(Point placement records)
· · · ·

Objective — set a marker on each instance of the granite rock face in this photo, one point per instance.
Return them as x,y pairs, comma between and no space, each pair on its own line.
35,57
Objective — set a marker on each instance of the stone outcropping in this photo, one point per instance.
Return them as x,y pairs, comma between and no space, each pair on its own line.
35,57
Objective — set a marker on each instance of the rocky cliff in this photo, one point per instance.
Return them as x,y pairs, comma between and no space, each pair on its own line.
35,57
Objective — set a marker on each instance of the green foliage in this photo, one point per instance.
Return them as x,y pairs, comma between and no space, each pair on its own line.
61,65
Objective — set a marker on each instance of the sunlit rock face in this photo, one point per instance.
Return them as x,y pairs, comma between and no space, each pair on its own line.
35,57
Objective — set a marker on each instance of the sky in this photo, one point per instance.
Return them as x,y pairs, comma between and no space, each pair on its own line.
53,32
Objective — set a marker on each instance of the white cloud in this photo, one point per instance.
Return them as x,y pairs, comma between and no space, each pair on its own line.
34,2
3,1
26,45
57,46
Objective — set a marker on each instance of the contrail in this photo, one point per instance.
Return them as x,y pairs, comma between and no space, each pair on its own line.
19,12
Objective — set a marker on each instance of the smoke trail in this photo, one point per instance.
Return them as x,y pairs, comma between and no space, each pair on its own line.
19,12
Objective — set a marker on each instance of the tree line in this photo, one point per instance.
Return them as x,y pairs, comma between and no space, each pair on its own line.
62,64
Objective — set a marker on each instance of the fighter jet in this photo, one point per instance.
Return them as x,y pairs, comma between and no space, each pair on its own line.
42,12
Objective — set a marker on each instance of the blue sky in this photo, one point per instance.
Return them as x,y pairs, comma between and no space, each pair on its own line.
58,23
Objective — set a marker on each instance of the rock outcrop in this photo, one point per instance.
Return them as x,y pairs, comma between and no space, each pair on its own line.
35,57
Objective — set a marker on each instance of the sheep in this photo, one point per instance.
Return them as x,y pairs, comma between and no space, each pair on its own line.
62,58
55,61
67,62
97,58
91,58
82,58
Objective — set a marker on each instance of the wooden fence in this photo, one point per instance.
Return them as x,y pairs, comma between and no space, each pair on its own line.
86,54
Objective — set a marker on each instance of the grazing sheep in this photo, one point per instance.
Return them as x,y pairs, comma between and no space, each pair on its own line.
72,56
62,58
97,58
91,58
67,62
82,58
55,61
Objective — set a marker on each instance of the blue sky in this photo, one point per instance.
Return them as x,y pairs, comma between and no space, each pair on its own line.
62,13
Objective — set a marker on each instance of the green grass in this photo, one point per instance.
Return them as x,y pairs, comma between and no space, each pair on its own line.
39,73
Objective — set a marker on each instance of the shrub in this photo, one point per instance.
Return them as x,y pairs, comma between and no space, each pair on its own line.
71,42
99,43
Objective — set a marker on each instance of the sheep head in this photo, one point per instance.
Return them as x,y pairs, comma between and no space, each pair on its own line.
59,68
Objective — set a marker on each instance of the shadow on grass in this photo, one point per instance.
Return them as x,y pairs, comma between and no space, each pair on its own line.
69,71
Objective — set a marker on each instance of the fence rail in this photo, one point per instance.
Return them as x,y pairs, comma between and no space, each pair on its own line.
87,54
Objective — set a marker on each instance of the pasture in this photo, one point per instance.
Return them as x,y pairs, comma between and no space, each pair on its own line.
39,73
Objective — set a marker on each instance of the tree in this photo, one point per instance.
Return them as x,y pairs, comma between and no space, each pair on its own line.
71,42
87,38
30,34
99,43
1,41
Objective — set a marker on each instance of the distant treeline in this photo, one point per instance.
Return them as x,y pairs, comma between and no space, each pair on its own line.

· · · ·

• Exercise: Reproduce every line of the material above word for word, in the same order.

• Task output:
Objective — set a marker on each instance of the granite rock face in this photo, one point per instance.
Return them as x,y pairs, comma between and no space, each pair on its own line.
35,57
Objective — set a marker on each instance of the stone outcropping in this photo, one point per instance.
Return them as x,y pairs, comma between and no space, each pair on its own line.
35,57
Objective — set a marker on each instance of the rocky cliff in this photo, one point per instance.
Return them as x,y pairs, comma between and no space, each pair on its own line.
35,57
Objective — set a marker on each instance of the green foliage in this photo, one point per instance.
Return them as x,y pairs, comma between and no space, each pair on its own line.
61,65
Objective — set a marker on each instance of the sunlit rock face in this photo, one point per instance.
Return them as x,y pairs, comma between and no space, each pair on its own line.
35,57
Objective — set a marker on each instance of the sky in this photo, one point per instance.
Return them as x,y pairs, comma between and no space, each pair on its own line.
53,32
Objective — set a marker on each instance of the white cloud in this photo, one point per instance.
Return them as x,y pairs, comma between and no space, each pair on its own line.
34,2
3,1
26,45
57,46
Objective — set a marker on each instance of the contrail in this photo, one point per instance.
Return them as x,y pairs, comma between and no space, each pair on its own line.
19,12
Objective — set a marker on each instance of the smoke trail in this photo, one point per instance.
Return them as x,y pairs, comma between and no space, each pair on its own line.
19,12
Objective — set a marker on each instance of the tree line in this photo, one point per instance.
Return them as x,y pairs, comma between and no space, each pair on its own line.
62,64
Objective — set a marker on each instance of the fighter jet in this photo, one point per instance.
Return them as x,y pairs, comma between and no space, each pair on its own line.
42,12
Objective — set a marker on each instance of the blue sky in this photo, one point per instance.
Return them as x,y pairs, comma between and no space, each pair on its own line.
58,23
Objective — set a marker on each instance of the rock outcrop in this photo, one point per instance.
Return them as x,y pairs, comma between and no space, each pair on its own line.
35,57
Objective — set a marker on each instance of the sheep in this photo, one point per instance.
Return them as x,y pairs, comma between and no space, each pair on its own line.
62,58
55,61
67,62
97,58
91,58
82,58
Objective — set a marker on each instance of the wooden fence in this photo, one point per instance.
Return them as x,y pairs, comma between and no space, each pair on its own line.
86,54
Objective — set a marker on each instance of the grazing sheep in this photo, one point per instance.
Return them as x,y pairs, comma between and no space, each pair on its own line.
72,56
62,58
97,58
91,58
67,62
82,58
55,61
Objective — set a marker on each instance of the blue sky in this photo, one point per instance.
Return them as x,y pairs, comma between and no space, each pair on its own line.
62,13
Objective — set a marker on each instance of the green grass in this photo, one point per instance.
Return them as x,y pairs, comma between and no space, each pair on its own line.
39,73
Objective — set a marker on each instance of the shrub in this photo, one point per instance.
Return them as x,y pairs, comma between and no space, each pair on its own line.
71,42
99,43
Objective — set a marker on each instance of the sheep head in this photo, one point per instance.
Return them as x,y pairs, comma between and no space, each pair on its own line.
59,68
Objective — set a marker on each instance of the shadow on grass in this photo, one point per instance.
Return them as x,y pairs, comma between and no space, each pair on its own line.
69,71
Objective — set a marker on each instance of the fence rail in this photo, one point per instance.
Return them as x,y pairs, comma between and no space, each pair on its own line.
87,54
Objective — set a marker on each instance of the pasture in this photo, one point per instance.
Return them as x,y pairs, comma between and no space, each pair on its own line.
39,73
Objective — set a marker on each instance of the tree in this photo, one point per instance.
Return them as x,y pairs, comma between and no space, each pair on its own line.
71,42
87,38
30,34
99,43
1,41
Objective — set a marker on each instance of the distant treeline in this photo, one point per instance.
Return them as x,y pairs, comma between and no space, each pair on its own line.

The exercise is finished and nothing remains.